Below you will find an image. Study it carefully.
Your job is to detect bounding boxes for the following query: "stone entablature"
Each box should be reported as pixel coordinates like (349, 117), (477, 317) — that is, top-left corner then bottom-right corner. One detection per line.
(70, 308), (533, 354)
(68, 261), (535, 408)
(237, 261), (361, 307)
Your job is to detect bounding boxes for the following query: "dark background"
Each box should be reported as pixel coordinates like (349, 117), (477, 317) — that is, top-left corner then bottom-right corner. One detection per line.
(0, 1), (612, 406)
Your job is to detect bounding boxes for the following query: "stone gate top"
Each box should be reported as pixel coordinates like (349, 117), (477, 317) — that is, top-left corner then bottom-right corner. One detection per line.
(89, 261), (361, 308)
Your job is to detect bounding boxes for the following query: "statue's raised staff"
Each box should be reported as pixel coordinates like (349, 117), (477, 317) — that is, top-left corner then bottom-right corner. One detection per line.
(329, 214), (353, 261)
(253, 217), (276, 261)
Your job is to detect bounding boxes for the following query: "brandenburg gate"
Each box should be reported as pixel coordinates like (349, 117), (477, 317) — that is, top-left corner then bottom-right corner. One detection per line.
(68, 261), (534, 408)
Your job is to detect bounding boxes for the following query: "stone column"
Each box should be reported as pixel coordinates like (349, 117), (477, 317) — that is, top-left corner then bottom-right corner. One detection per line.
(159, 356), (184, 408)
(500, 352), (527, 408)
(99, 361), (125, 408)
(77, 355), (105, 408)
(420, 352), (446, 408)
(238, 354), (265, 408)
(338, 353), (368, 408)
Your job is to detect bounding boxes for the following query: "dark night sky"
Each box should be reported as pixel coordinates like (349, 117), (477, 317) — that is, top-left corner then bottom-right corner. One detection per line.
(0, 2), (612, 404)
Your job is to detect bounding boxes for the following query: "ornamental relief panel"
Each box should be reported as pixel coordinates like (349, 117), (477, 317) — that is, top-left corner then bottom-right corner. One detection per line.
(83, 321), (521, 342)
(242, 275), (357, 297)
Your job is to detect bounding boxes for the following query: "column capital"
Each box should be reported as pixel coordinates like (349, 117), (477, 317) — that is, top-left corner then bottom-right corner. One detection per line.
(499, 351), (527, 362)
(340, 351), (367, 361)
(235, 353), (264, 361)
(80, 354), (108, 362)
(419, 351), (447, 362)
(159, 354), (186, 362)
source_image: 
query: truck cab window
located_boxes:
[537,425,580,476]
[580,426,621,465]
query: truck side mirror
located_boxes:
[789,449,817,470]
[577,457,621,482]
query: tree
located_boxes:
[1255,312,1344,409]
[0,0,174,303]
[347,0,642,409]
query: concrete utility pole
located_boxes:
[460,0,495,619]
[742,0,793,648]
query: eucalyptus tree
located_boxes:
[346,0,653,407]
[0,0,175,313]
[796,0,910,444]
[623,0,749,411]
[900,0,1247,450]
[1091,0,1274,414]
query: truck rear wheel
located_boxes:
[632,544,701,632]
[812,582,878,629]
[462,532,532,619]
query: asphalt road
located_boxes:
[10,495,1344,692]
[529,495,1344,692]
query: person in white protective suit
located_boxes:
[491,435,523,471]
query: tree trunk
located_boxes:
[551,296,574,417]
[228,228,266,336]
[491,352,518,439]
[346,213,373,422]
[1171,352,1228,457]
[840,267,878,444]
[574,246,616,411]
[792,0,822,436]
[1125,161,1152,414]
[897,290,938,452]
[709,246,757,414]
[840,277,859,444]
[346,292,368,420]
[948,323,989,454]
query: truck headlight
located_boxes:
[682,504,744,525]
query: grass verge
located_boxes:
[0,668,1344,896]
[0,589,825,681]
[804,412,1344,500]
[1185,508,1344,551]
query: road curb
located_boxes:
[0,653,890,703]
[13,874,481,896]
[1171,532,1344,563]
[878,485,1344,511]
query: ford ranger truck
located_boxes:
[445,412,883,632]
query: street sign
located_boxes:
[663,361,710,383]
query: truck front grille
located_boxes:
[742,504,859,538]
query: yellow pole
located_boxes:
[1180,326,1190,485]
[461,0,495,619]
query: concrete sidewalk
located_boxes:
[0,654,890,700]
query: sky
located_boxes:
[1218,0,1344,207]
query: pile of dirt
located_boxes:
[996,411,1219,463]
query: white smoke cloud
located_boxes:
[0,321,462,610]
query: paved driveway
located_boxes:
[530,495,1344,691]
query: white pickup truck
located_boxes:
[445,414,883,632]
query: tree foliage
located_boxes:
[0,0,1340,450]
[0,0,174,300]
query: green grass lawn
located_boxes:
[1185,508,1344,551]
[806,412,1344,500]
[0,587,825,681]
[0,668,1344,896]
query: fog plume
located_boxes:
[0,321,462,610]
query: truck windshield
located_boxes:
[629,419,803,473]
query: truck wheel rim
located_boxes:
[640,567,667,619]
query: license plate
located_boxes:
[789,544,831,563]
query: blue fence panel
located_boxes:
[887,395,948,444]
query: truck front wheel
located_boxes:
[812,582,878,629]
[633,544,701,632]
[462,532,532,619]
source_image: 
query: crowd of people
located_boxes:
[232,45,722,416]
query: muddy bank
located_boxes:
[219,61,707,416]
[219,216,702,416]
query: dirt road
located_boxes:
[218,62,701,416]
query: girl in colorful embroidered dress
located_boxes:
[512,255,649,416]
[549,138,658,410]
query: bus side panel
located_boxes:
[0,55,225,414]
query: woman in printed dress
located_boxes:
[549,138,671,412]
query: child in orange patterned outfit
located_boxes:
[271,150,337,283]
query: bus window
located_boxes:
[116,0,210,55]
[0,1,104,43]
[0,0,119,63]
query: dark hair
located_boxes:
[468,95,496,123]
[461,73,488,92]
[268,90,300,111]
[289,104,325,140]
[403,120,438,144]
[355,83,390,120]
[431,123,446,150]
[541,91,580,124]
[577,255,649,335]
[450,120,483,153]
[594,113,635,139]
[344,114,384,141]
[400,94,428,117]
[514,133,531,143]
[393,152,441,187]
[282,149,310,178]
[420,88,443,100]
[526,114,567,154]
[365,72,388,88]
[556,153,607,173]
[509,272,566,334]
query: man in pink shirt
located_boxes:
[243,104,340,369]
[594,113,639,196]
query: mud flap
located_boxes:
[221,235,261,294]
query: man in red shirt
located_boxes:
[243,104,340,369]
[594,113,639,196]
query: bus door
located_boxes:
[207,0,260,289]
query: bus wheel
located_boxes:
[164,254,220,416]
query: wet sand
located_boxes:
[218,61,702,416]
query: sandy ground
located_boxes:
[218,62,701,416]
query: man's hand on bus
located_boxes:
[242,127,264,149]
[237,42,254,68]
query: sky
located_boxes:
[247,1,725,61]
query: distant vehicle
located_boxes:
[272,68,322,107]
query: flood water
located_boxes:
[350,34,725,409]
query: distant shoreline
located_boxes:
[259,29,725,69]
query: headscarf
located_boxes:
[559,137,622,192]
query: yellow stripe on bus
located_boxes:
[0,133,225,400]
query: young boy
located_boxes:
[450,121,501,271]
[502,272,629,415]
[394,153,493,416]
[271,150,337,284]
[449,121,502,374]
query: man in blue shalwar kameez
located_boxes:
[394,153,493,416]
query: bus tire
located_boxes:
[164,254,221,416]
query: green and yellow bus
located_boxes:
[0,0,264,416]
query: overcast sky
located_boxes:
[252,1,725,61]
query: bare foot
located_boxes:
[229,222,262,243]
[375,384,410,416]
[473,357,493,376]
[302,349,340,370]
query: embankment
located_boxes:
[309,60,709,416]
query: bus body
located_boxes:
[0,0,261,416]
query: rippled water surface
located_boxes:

■ ■ ■ ■

» THE REQUEST
In the listing, rewrite the lines between the one holding "query: asphalt road" and the one holding "[742,504,859,538]", inclusive, putting "pickup" wherever "truck" appears and leaving everything else as it is. Give only those lines.

» WRITTEN RESPONSE
query: asphalt road
located_boxes:
[10,495,1344,692]
[529,495,1344,692]
query: person in white protective suit
located_boxes:
[491,435,523,471]
query: tree trunk
located_boxes:
[551,296,574,417]
[228,228,266,336]
[491,352,518,439]
[346,213,373,422]
[1171,352,1228,457]
[840,267,878,444]
[574,246,616,411]
[792,0,822,436]
[1125,161,1152,414]
[897,290,938,452]
[709,246,757,414]
[840,277,859,444]
[346,292,368,420]
[948,323,989,454]
query: pickup headlight
located_boxes:
[682,504,744,525]
query: grass verge
located_boxes:
[0,668,1344,896]
[0,589,825,681]
[804,412,1344,500]
[1185,508,1344,551]
query: road curb
located_boxes:
[0,653,890,703]
[13,874,481,896]
[1171,532,1344,563]
[878,485,1344,511]
query: ford ranger pickup
located_boxes:
[445,412,883,632]
query: street sign
located_boxes:
[663,361,710,383]
query: pickup front grille
located_boxes:
[742,504,859,538]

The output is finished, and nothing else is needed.